**DATA IN THIS EXERCISE**.
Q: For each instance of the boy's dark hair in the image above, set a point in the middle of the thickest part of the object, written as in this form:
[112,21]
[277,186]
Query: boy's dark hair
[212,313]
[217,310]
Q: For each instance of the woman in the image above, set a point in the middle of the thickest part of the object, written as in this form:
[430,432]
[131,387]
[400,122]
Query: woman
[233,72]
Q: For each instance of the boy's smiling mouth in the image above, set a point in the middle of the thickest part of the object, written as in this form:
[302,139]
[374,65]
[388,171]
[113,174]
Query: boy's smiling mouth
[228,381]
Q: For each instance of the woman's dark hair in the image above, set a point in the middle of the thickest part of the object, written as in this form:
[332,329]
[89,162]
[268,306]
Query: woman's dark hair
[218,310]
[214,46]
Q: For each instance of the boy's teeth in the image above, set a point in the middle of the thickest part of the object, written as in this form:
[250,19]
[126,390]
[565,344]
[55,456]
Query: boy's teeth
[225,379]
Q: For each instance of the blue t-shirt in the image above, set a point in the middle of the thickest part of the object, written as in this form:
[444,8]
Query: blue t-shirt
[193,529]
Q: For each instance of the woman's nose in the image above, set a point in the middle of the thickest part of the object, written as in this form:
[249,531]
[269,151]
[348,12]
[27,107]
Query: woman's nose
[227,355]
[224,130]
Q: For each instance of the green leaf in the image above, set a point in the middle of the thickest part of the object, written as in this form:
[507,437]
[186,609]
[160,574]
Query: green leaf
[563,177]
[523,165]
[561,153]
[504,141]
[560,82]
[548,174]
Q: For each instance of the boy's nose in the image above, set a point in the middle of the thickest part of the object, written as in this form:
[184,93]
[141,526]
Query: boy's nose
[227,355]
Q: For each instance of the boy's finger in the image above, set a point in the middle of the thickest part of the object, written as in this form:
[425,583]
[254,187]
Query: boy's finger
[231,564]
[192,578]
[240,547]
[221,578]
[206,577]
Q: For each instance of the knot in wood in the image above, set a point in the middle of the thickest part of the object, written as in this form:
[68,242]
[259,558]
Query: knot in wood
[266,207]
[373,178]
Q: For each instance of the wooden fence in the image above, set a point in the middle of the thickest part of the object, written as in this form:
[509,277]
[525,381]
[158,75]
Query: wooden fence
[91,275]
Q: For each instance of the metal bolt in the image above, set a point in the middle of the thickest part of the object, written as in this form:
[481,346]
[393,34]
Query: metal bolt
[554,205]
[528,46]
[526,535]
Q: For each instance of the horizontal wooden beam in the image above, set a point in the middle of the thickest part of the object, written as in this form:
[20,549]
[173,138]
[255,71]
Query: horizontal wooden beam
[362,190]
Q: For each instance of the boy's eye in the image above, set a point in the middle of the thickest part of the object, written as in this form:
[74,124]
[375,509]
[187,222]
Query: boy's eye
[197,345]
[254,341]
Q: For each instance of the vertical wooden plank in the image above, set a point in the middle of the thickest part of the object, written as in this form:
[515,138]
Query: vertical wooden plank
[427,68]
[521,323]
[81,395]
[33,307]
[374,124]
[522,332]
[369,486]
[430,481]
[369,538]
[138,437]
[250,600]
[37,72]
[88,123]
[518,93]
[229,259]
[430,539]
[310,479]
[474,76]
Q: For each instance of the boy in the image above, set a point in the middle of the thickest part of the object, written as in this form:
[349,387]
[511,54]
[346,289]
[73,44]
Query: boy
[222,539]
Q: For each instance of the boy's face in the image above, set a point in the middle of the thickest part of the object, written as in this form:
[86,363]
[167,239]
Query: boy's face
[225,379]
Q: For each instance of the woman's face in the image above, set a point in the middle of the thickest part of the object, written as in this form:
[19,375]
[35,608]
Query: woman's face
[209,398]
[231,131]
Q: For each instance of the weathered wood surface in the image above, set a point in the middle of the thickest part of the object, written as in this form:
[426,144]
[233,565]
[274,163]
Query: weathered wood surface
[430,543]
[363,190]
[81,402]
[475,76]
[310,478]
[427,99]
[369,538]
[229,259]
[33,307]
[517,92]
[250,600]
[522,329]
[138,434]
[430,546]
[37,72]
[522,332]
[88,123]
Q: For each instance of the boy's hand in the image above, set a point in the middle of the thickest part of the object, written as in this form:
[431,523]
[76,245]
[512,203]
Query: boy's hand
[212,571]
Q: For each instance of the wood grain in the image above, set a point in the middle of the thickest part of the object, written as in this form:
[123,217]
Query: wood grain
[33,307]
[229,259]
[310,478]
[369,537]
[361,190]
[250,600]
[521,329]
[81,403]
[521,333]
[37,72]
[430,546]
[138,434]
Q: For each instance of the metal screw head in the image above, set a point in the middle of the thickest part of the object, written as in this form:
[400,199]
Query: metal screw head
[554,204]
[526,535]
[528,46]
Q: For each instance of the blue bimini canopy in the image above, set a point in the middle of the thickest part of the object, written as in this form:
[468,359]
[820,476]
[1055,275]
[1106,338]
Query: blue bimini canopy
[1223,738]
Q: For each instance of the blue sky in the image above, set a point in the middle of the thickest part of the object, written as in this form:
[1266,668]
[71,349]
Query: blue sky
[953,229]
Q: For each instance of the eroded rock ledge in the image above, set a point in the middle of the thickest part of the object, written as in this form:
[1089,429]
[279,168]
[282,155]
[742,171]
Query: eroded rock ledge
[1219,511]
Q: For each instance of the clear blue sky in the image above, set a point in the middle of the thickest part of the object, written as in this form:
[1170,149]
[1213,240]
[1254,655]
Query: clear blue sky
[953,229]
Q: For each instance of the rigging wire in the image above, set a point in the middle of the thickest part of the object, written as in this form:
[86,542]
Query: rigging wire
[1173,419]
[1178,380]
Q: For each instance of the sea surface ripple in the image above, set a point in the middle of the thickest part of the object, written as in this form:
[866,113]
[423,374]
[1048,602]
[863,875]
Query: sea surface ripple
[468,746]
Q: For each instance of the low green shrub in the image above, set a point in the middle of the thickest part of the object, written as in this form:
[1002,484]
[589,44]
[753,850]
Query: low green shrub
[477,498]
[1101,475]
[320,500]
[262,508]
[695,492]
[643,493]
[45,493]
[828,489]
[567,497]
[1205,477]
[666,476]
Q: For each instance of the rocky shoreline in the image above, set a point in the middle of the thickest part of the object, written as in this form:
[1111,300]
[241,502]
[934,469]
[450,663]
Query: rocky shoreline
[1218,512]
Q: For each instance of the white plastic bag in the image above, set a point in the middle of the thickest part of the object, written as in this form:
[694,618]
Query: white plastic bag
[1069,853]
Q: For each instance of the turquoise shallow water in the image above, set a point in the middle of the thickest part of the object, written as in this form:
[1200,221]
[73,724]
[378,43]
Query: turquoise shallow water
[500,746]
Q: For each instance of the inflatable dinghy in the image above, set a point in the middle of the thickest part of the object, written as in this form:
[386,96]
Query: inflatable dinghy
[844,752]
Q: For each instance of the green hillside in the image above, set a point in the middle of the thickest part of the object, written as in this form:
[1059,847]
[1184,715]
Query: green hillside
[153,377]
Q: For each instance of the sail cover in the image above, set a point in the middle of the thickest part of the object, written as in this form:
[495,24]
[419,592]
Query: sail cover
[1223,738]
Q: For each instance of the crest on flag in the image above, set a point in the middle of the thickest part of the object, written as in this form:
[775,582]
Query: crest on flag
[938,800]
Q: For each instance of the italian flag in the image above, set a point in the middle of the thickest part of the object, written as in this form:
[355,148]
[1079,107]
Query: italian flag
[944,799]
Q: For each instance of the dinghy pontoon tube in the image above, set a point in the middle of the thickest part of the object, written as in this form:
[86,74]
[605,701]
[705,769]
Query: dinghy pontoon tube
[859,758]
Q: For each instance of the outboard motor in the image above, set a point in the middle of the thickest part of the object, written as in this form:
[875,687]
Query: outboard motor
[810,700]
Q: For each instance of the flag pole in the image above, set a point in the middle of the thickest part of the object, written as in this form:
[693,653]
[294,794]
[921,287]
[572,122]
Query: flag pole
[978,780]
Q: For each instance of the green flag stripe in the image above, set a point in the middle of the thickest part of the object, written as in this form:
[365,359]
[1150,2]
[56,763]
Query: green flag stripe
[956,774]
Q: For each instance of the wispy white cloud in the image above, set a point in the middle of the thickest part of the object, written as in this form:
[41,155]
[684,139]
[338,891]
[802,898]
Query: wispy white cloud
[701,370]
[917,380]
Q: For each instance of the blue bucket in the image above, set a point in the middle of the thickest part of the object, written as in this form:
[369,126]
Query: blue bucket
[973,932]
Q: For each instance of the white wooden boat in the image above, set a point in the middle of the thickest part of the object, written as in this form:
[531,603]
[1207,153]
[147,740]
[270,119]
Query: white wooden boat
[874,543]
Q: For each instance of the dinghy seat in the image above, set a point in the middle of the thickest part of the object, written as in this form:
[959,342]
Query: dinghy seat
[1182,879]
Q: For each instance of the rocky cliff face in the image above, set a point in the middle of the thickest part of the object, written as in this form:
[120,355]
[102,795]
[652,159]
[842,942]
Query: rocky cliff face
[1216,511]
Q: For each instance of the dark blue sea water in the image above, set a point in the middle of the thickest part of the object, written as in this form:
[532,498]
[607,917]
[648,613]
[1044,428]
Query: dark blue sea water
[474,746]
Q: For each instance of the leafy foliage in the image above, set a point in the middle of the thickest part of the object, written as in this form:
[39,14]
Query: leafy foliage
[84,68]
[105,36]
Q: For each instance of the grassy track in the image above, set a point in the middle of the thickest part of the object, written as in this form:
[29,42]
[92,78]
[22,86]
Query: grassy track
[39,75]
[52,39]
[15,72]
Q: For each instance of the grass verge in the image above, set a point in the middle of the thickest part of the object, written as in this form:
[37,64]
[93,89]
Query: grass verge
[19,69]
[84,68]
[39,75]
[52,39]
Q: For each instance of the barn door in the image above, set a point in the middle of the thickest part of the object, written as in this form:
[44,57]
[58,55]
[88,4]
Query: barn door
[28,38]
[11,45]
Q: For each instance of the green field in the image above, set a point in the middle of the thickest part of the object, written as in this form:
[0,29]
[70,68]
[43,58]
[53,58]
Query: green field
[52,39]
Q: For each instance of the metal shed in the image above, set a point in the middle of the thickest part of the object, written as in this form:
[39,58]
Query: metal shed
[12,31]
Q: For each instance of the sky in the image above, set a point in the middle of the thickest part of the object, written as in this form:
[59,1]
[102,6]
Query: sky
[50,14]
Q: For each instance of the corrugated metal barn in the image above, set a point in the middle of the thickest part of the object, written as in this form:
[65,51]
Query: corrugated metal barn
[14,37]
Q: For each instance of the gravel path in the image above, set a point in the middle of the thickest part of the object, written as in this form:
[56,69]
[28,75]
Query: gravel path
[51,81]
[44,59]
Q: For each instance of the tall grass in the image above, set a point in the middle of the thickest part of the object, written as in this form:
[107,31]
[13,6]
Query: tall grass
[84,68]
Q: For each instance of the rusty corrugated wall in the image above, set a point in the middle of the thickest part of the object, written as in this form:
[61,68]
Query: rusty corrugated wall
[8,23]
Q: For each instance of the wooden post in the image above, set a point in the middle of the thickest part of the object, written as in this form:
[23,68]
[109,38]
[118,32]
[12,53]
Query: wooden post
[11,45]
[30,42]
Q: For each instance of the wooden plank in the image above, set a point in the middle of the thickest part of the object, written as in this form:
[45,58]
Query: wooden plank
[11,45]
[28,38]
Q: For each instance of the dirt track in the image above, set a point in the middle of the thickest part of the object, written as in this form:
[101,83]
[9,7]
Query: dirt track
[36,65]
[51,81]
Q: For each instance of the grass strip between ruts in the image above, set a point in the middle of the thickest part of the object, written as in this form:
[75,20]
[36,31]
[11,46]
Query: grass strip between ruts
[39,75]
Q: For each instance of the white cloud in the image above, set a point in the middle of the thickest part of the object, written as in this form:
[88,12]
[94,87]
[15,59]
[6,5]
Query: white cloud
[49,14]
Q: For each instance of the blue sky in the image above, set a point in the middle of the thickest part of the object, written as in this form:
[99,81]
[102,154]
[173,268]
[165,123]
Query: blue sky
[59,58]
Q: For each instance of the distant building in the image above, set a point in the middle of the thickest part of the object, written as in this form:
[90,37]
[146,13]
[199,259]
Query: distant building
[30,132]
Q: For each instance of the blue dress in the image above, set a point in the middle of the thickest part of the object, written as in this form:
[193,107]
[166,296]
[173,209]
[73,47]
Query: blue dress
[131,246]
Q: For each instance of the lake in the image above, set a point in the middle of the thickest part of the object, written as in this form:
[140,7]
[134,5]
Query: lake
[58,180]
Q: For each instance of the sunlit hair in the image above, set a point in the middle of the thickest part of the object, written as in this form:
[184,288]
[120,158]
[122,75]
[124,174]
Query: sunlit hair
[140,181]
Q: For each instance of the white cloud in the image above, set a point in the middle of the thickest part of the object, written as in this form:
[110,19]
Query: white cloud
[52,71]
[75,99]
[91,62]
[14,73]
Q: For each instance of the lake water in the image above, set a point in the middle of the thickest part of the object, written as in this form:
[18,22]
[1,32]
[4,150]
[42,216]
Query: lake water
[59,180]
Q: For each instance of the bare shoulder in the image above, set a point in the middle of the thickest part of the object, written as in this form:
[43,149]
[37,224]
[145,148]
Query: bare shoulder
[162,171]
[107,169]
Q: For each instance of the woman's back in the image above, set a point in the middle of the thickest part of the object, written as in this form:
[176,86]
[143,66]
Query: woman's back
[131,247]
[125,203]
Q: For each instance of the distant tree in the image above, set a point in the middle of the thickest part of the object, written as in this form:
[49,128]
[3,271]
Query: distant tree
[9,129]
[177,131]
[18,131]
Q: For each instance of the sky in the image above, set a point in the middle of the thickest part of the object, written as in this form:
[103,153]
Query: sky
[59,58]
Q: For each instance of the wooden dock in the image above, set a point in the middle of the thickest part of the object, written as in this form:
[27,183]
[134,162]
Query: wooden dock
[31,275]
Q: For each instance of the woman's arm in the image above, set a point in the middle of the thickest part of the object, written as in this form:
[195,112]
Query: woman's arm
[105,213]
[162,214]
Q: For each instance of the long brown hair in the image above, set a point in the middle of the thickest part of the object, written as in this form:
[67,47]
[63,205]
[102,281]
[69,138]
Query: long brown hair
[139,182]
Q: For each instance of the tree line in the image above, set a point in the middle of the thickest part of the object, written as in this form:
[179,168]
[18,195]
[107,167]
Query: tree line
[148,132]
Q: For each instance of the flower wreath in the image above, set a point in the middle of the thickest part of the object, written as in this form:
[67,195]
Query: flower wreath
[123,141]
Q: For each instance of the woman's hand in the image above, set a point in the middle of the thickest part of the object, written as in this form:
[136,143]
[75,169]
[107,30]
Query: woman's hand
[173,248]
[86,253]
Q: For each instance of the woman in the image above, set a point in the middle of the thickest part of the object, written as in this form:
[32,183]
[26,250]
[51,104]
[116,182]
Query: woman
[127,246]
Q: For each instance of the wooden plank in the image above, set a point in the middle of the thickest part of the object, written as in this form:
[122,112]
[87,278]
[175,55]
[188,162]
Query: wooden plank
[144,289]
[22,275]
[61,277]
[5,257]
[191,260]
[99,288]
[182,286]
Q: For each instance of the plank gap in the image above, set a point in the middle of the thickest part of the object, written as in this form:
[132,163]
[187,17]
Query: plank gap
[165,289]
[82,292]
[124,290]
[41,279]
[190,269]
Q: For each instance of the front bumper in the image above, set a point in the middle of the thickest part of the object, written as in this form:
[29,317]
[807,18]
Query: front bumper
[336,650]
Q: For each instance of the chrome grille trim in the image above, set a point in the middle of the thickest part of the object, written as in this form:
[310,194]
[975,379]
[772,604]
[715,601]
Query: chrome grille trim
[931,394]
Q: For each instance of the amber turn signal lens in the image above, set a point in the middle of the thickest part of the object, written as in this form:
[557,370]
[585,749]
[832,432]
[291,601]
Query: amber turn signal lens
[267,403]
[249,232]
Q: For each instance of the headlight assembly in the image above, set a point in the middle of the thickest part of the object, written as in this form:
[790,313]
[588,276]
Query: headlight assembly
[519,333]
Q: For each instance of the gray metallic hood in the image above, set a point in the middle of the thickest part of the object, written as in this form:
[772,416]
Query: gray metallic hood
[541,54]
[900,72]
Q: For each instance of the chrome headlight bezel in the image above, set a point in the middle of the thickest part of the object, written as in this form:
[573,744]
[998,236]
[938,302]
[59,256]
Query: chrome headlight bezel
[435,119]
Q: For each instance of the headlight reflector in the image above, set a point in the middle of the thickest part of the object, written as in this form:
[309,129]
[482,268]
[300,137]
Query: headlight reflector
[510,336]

**DESCRIPTION OF THE TASK**.
Write out the lines above, starting at the line that contains "Q: For each instance of the headlight assembly" and ending with the final line, and nothing else; copy them exactly.

**EXERCISE OUTPUT**.
Q: For each instance of the headlight assembly in the image above, set a point in the middle of the thickest part of the object, written as in this form:
[790,313]
[588,276]
Query: headlight assembly
[519,333]
Q: For each instance of the gray metallic hood in the image above, set a point in the middle of the thickest part of the object, written as in this form:
[772,416]
Query: gray metallic hood
[541,54]
[900,72]
Q: For each instance of the chrome headlight bezel in the image above, set a point in the middle of the thickest part of the object, written as in this form:
[573,744]
[998,236]
[938,302]
[59,256]
Query: chrome headlight bezel
[435,119]
Q: For each instance of the headlight reflector in the image above, set a point in the middle of the thickest part of the object, written as in this form:
[309,129]
[482,268]
[300,137]
Query: headlight reflector
[510,336]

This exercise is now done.